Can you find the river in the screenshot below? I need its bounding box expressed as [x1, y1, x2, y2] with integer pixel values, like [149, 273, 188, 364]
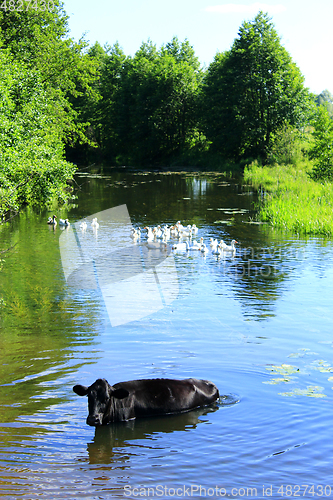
[0, 168, 333, 500]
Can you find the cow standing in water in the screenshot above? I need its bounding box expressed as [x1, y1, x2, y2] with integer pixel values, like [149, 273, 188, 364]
[73, 378, 219, 427]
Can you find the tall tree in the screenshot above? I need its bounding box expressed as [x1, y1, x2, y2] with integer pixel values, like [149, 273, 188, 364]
[309, 105, 333, 181]
[203, 12, 309, 159]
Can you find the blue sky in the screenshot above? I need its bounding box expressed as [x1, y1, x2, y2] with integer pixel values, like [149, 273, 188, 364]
[64, 0, 333, 94]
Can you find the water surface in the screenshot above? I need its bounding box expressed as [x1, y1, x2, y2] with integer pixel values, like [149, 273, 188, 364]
[0, 169, 333, 499]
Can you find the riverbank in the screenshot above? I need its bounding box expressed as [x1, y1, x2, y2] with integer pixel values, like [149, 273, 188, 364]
[244, 161, 333, 236]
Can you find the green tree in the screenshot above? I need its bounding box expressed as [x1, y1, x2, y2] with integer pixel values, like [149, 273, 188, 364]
[202, 12, 309, 160]
[0, 0, 97, 217]
[315, 89, 333, 117]
[309, 105, 333, 181]
[0, 50, 75, 217]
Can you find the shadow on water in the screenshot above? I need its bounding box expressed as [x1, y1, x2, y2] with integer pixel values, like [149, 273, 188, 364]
[87, 403, 220, 464]
[87, 394, 239, 464]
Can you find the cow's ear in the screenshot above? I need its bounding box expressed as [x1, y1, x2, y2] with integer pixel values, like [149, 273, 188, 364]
[111, 388, 129, 399]
[73, 384, 88, 396]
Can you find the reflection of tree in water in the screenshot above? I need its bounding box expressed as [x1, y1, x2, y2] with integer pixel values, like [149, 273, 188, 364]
[213, 245, 300, 320]
[0, 210, 99, 422]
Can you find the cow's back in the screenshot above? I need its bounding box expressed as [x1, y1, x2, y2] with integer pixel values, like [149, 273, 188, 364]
[113, 378, 219, 417]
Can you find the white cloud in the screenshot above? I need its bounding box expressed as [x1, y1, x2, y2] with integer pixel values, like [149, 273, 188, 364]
[205, 2, 286, 15]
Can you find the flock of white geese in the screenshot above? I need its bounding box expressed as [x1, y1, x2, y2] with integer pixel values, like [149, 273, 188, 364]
[47, 215, 238, 255]
[131, 221, 237, 255]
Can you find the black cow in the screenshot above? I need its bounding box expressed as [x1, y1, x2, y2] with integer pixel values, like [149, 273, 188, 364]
[73, 378, 219, 426]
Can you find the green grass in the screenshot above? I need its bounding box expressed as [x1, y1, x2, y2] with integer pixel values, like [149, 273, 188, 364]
[244, 161, 333, 236]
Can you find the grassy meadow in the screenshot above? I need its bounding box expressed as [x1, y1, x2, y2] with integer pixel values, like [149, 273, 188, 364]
[244, 160, 333, 236]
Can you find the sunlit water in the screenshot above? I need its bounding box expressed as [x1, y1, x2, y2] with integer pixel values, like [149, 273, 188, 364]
[0, 171, 333, 499]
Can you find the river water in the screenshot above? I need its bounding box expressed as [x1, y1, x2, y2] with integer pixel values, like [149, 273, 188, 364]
[0, 169, 333, 500]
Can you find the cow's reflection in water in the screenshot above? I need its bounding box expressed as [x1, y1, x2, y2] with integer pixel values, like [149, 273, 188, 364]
[88, 402, 220, 465]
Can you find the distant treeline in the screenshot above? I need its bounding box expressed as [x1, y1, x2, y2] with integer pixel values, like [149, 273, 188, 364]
[0, 0, 333, 216]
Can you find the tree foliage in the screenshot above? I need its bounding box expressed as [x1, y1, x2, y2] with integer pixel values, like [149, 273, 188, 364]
[0, 1, 97, 217]
[93, 38, 202, 165]
[203, 12, 309, 159]
[309, 105, 333, 181]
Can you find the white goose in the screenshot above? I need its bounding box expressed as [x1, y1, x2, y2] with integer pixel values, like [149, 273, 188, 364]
[188, 237, 203, 251]
[144, 226, 155, 241]
[209, 238, 219, 250]
[131, 228, 141, 241]
[47, 215, 57, 226]
[222, 240, 238, 253]
[201, 243, 208, 253]
[171, 241, 188, 252]
[91, 217, 99, 229]
[212, 243, 223, 255]
[59, 219, 71, 226]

•••••

PROBLEM REQUIREMENTS:
Rewrite all of the items above as a JSON list of strings with one string per line, omitting blank lines. Leave the pictures out.

CORRECT RESULT:
[
  "Can you find the river in the screenshot below? I need its bounding box expressed as [x1, y1, x2, y2] with integer pixel values, like [149, 273, 188, 364]",
  "[0, 168, 333, 500]",
  "Can you find the cow standing in water in the screenshot above? I need its bounding box expressed as [x1, y1, x2, y2] with integer pixel values, like [149, 273, 188, 364]",
  "[73, 378, 219, 427]",
  "Can you find the tall tree in the screenshot above? I need its bounding box expressed as [x1, y1, x2, y2] with integer pixel values, like [149, 273, 188, 364]",
  "[309, 105, 333, 181]",
  "[203, 12, 309, 159]",
  "Can you find the blue sky in the screenshot above? I need its bounding box expressed as [x1, y1, x2, y2] with integer pixel values, like [149, 273, 188, 364]",
  "[64, 0, 333, 94]",
  "Can you find the water surface in the screenshot above? I need its bounding box expressed as [x1, y1, x2, y2] with integer pixel values, like [149, 273, 188, 364]",
  "[0, 169, 333, 499]",
  "Can you find the riverbank in the screenshot above? I need its bounding box expressed as [x1, y1, x2, y2] with integer pixel values, like [149, 273, 188, 364]",
  "[244, 161, 333, 236]",
  "Can you find the green tree in the screenshot above? I need its bounding box expressed as [x1, y1, x2, y2] with integer pixel values, like [149, 273, 188, 364]",
  "[202, 12, 309, 160]",
  "[0, 0, 97, 217]",
  "[315, 89, 333, 117]",
  "[309, 105, 333, 181]",
  "[0, 50, 75, 217]",
  "Can you find the shadow on water in the screenshot above? I need its bounding box expressed as [x1, y1, x2, y2] with integer pixel values, like [149, 273, 188, 364]",
  "[87, 403, 220, 464]",
  "[87, 394, 239, 464]",
  "Can you find the cow's ear in the screenshot above? I need its bounding box expressed as [x1, y1, x2, y2] with integer pixel values, like [149, 273, 188, 364]",
  "[111, 388, 129, 399]",
  "[73, 384, 88, 396]",
  "Can you find the reflection of tree in water in the screenshot above? I need its bounding box expressed as [x1, y1, x2, y2] with integer pixel values, like [149, 273, 188, 364]",
  "[213, 245, 300, 320]",
  "[0, 210, 99, 422]",
  "Can you find the cow's back in the screenshot above? I need its bounding box expressed as [x1, y1, x2, y2] with integer pixel values, like [149, 273, 188, 364]",
  "[113, 378, 219, 417]",
  "Can you find the white cloud in the screenshot above? I need its bounding box expressed as [x1, y1, x2, y2] with integer pixel values, like [149, 273, 188, 364]",
  "[205, 2, 286, 15]",
  "Can you find the flock of white geese in the screenshot above? I need its bounding box expressed as [x1, y1, x2, y2] with integer pixel values, like [149, 273, 188, 364]",
  "[47, 215, 238, 255]",
  "[131, 221, 237, 255]",
  "Can you find the black cow in the screenshot above? I need its bounding box expressed as [x1, y1, x2, y2] with integer pixel values, like [149, 273, 188, 364]",
  "[73, 378, 219, 426]",
  "Can you find the green grass in the screenshot above? I need its bounding box expressed as [x1, y1, x2, y2] with integer pixel values, like [149, 273, 188, 364]",
  "[244, 161, 333, 236]",
  "Can you find the grassy meadow in the screenshot above? I need its bounding box expressed as [x1, y1, x2, y2] with integer pixel values, like [149, 273, 188, 364]",
  "[244, 160, 333, 236]",
  "Can you find the sunlit water in the screenshot above? I need its bounding box expressed as [x1, y1, x2, y2] with integer pixel values, like [149, 273, 188, 364]",
  "[0, 171, 333, 499]",
  "Can you find the river water in the screenshot above? I need its bounding box expressed as [x1, y1, x2, y2] with integer pixel values, like [149, 273, 188, 364]",
  "[0, 169, 333, 500]",
  "Can you find the cow's reflection in water in the screenshot above? I need its bounding box expressed as [x1, y1, x2, y2] with integer pixel values, like [149, 273, 188, 364]",
  "[88, 402, 220, 465]",
  "Can you find the distant treeline in the screenshot above? I need its bounding box expressed as [x1, y1, x2, y2] with integer pixel values, like [149, 273, 188, 364]",
  "[0, 0, 333, 216]",
  "Can you find the tree foliage in the screenshot above? I need its bounding box expressed as [x1, y1, x2, y2] with integer pixel values, like [149, 273, 188, 364]",
  "[0, 1, 97, 217]",
  "[93, 38, 202, 165]",
  "[203, 12, 309, 159]",
  "[309, 105, 333, 181]",
  "Can you find the white goose in the screenshot above? I need its bounding box expressed as [x1, y1, x2, y2] with integer pixel values, like [149, 273, 188, 364]",
  "[188, 237, 203, 251]",
  "[144, 226, 155, 241]",
  "[209, 238, 219, 250]",
  "[131, 228, 141, 241]",
  "[47, 215, 57, 226]",
  "[222, 240, 238, 253]",
  "[201, 243, 208, 253]",
  "[171, 241, 188, 252]",
  "[91, 217, 99, 229]",
  "[212, 243, 223, 255]",
  "[59, 219, 71, 226]"
]